*Short task 1*.
Say whether each statement agrees with the text on peer ratings in student teams. Answer yes or no, and quote the deciding words from the text. (a) The teaching assistants' observer ratings served to check the validity of the peer ratings. (b) The average correlation between target effects and self-ratings was 0.35. (c) The findings from student teams will surely hold for teams of a different size.
*Short task 2*.
From the text on peer ratings in student teams, pull out the part that opens with the words containing "On one hand, the" and closes with "change across studies.". Copy it word for word.

#### Text shown

Finally, we found moderate associations (average r = 0.35) between target effects and self-ratings, which is stronger than that reported in the previous studies of student teams (Loignon et al., 2017; Mayfield and Tombaugh, 2019). As with peer-peer consensus, peer-self agreement can be interpreted as evidence for the accuracy of both self- and peer-ratings (i.e., presumably the ratings of different raters converge because they are all influenced by a target’s true skill level). But as with peer-peer consensus, other interpretations are possible (e.g., the ratings might converge because they are all influenced by the same biases).

Limitations

On one hand, the current findings obtained from student teams may not generalize to teams that are dissimilar in size, professional field, average age, timeline, and goals. On the other hand, the basic structure of these teams resembles that of many teams operating in “real-world” organizational and applied contexts: members were given a meaningful problem to solve and were accountable for their performance. These findings may also not generalize to evaluations conducted early in the semester (Mayfield and Tombaugh, 2019), but those evaluations are formative rather than summative—and thus serve a different purpose. Better rubrics could also potentially pull more target variance and less perceiver variance, which means the ratio of target-to-perceiver variance can change across studies.

Also, as a cautionary tale for future researchers and instructors, we will admit that we originally had a fourth aim which we had to abandon: To check if the peer ratings showed convergent validity with observer ratings made by teaching assistants who attended the students’ team meetings. However, after we found suspiciously high correlations between peer ratings and observer ratings, further inquiries revealed that the teaching assistants had peeked at the peer ratings before making their own ratings of each student, thereby rendering their observer ratings unusable as a validity criterion. Our take-home lesson was that some raters—and not just peer raters but also teaching assistants and perhaps instructors—may need to be reminded that aggregating across raters can reduce or eliminate the impact of each individual’s idiosyncratic mistakes and biases, but only if those individuals make their ratings completely independently of each other.

########
#### Given data

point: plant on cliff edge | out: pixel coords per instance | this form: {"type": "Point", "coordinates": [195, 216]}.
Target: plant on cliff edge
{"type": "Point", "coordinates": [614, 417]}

########

*Task answer 1*.
(a) No: "thereby rendering their observer ratings unusable as a validity criterion"
(b) Yes: "average r = 0.35"
(c) No: "may not generalize to teams that are dissimilar in size"

*Task answer 2*.
On one hand, the current findings obtained from student teams may not generalize to teams that are dissimilar in size, professional field, average age, timeline, and goals. On the other hand, the basic structure of these teams resembles that of many teams operating in “real-world” organizational and applied contexts: members were given a meaningful problem to solve and were accountable for their performance. These findings may also not generalize to evaluations conducted early in the semester (Mayfield and Tombaugh, 2019), but those evaluations are formative rather than summative—and thus serve a different purpose. Better rubrics could also potentially pull more target variance and less perceiver variance, which means the ratio of target-to-perceiver variance can change across studies.